#### About this task:
Print the data once more, exactly as supplied.

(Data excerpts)
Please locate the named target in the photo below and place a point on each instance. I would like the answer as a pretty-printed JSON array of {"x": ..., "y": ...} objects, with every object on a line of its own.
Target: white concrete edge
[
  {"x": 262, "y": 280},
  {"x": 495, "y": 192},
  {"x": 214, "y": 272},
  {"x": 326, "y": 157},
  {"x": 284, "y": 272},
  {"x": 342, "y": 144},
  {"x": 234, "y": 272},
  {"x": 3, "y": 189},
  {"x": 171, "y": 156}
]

#### Output below:
Please locate the named target in the photo below and place a point on each instance. I would like the answer as a pretty-printed JSON array of {"x": ..., "y": ...} objects, with every object on a line of its own.
Target: white concrete edge
[
  {"x": 262, "y": 280},
  {"x": 495, "y": 192},
  {"x": 214, "y": 272},
  {"x": 326, "y": 157},
  {"x": 284, "y": 272},
  {"x": 342, "y": 144},
  {"x": 234, "y": 272},
  {"x": 3, "y": 189},
  {"x": 171, "y": 156}
]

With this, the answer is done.